Isn’t that one reason we say, “Silence is golden”. When I observe nature, I see it in constant flux, constant flow. Nature holds onto nothing, except perhaps for squirrels who store nuts for the winter. When nature holds on, it appears to be for practical reasons. Speech is a little different. It begins as words, symbolic representations of nature’s reality we soak up from infancy. Next, we weave these words into stories that invariably arise from some personal agenda — whether fear or need, shallow or deep. Yes, exactly what I am doing here. After that come the listeners of speech who interpret what they hear in the context of their own personal story and voilà! Misunderstanding is born. Speech and the cognitive story land it inhabits is more virtual reality than natural reality. That is not to say, virtual reality is not natural in the ‘big picture’ sense of the word nature. Even so, speech tends to make mountains out of molehills.
Fluttering breezes change direction; sudden showers can’t last the day.
What does this? Heaven and earth.
Even Heaven and earth are unable to long continue,
And so what about people?

# [Tasks to complete]
A: Translate this sentence from the passage on speech and nature into Spanish: "Nature holds onto nothing, except perhaps for squirrels who store nuts for the winter."
B: Using the passage on speech and nature, explain in one to three sentences why misunderstanding comes from speech.
C: Repeat word for word the part of the passage on speech and nature from "Fluttering breezes change" to "what about people?".
The data that follows is separate material and is not connected to the passage on speech and nature.

# [Dataset entries]
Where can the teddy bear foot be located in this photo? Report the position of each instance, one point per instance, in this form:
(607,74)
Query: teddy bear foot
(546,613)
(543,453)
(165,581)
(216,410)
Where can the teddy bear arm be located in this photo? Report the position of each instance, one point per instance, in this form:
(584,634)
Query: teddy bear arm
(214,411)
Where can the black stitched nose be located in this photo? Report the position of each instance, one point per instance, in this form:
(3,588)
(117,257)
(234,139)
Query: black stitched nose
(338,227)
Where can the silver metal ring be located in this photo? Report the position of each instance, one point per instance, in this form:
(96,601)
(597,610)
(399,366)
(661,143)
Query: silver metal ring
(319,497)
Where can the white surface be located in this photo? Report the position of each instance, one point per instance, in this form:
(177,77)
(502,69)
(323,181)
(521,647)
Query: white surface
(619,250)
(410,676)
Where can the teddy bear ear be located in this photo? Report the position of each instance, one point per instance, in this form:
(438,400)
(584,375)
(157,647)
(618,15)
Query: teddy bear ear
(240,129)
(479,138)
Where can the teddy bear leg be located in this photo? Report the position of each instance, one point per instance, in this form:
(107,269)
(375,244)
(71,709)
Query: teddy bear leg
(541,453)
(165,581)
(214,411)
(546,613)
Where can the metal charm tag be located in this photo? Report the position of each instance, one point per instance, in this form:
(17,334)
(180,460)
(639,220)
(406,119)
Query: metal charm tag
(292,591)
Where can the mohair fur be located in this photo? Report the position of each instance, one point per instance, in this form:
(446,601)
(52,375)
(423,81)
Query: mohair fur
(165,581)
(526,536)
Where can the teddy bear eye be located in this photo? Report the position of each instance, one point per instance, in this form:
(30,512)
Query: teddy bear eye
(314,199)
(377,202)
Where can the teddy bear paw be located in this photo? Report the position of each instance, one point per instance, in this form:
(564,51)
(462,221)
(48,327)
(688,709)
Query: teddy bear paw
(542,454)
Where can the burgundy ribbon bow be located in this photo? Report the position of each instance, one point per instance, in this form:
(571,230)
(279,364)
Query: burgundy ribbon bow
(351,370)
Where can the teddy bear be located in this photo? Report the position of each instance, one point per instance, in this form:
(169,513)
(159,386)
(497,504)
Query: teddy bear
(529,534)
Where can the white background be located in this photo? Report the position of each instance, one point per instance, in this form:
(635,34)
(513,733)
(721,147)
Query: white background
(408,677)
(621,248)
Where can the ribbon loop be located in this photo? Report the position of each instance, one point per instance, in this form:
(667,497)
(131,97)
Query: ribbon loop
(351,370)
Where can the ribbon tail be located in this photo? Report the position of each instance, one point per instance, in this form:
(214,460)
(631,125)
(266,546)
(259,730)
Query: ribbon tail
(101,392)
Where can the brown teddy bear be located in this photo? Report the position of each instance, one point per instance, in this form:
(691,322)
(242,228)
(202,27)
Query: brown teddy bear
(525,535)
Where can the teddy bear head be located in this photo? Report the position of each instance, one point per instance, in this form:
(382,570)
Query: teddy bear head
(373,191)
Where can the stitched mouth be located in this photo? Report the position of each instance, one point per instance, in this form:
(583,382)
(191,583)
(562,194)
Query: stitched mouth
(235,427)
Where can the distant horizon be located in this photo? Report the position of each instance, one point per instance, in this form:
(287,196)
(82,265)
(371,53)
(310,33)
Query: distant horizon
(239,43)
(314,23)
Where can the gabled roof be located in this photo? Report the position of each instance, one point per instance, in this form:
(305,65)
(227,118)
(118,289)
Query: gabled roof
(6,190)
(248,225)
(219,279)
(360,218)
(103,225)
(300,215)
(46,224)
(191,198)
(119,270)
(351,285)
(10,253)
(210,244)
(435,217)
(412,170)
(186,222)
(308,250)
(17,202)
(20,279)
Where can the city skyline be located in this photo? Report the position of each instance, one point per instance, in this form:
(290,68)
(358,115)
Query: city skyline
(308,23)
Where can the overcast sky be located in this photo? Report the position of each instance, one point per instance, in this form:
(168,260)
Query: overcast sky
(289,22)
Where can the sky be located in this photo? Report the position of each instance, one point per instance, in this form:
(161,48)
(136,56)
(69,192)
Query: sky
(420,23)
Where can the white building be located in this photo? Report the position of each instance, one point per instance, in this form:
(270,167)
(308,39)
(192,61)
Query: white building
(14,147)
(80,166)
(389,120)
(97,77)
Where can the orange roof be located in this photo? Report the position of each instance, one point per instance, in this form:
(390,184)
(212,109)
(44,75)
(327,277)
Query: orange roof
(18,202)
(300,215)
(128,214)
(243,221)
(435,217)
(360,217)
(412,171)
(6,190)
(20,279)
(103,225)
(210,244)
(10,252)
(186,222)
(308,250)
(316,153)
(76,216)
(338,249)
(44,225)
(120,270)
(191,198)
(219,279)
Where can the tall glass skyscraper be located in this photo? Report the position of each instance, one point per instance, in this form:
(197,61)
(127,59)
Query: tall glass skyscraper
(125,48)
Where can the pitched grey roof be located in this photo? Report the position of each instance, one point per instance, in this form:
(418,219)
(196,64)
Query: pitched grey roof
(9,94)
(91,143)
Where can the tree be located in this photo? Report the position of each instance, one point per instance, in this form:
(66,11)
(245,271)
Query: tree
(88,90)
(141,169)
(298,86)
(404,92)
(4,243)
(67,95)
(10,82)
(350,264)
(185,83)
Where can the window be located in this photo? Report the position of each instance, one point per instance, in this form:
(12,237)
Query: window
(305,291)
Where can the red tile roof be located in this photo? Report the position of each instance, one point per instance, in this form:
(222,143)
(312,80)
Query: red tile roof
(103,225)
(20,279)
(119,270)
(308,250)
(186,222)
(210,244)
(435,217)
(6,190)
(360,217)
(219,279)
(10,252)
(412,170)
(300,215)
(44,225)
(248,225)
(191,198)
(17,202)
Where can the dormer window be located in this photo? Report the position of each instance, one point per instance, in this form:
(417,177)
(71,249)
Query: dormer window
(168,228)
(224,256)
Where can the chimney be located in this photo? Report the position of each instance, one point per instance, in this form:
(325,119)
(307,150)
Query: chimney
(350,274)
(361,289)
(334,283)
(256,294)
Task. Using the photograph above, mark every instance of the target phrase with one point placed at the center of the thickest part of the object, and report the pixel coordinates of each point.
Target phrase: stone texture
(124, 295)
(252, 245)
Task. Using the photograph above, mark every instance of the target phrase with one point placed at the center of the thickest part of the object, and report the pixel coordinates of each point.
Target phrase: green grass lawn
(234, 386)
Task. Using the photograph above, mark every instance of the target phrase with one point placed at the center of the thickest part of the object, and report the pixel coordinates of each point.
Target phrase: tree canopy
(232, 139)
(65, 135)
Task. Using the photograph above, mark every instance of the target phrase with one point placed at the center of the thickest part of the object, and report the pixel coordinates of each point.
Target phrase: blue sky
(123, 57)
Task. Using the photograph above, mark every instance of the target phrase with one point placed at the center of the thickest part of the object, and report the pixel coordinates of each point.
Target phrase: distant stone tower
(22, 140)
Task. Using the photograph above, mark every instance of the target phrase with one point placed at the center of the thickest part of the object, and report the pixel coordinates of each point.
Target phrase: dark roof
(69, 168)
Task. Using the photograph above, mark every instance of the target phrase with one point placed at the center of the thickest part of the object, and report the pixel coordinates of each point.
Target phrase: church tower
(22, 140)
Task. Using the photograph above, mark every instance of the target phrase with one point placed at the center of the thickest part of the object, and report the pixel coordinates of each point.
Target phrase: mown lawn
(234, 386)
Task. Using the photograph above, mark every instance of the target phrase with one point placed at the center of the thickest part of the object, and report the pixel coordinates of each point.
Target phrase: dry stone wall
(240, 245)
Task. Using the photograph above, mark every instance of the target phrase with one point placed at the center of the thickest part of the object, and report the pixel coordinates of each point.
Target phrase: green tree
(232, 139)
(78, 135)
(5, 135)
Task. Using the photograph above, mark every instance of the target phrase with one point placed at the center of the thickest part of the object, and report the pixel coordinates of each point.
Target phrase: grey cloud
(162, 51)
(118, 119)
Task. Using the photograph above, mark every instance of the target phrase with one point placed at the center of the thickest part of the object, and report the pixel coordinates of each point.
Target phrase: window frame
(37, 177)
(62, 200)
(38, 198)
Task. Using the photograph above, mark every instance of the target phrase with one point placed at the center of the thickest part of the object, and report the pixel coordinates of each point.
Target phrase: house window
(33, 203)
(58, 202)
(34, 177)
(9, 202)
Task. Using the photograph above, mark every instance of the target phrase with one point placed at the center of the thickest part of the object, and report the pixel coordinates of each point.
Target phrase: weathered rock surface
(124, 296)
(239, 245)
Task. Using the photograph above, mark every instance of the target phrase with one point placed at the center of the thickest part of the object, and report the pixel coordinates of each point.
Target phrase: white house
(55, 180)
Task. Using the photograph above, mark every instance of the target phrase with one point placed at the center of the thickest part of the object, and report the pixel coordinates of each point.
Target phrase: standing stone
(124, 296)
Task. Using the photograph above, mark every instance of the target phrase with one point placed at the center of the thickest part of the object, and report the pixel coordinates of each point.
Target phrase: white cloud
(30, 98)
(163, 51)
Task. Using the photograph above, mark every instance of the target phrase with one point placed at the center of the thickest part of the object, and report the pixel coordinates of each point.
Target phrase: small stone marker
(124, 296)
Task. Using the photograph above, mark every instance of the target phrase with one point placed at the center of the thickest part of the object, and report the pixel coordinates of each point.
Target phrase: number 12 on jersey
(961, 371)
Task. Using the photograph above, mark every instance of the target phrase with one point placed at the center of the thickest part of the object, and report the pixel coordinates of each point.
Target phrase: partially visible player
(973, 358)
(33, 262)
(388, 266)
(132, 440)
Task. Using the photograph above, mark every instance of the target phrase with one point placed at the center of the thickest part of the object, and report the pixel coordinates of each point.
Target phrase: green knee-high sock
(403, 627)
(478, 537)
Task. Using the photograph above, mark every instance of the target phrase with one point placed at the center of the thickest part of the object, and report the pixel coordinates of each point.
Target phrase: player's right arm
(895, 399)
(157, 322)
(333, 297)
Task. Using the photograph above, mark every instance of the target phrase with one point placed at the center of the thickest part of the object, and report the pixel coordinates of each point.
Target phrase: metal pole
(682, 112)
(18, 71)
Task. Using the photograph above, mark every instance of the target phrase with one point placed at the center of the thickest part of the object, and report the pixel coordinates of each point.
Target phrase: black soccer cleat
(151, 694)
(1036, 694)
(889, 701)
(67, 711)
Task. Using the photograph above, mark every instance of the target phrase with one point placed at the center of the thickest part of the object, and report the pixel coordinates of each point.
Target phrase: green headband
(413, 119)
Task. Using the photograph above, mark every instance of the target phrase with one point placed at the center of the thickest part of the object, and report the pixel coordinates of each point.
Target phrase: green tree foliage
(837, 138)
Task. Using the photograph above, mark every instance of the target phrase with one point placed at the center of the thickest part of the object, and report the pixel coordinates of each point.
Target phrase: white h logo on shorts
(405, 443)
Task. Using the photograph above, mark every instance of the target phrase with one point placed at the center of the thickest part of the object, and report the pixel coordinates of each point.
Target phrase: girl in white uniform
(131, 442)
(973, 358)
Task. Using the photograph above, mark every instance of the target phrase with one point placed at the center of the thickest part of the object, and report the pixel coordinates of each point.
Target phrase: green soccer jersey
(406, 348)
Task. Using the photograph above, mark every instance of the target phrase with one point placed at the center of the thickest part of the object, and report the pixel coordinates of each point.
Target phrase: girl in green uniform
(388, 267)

# [Answers to the problems]
A: La naturaleza no se aferra a nada, salvo quizá las ardillas que almacenan nueces para el invierno.

B: Speakers weave words into stories that arise from some personal agenda, such as fear or need. Listeners then interpret what they hear in the context of their own personal story, and so misunderstanding is born.

C:
Fluttering breezes change direction; sudden showers can’t last the day.
What does this? Heaven and earth.
Even Heaven and earth are unable to long continue,
And so what about people?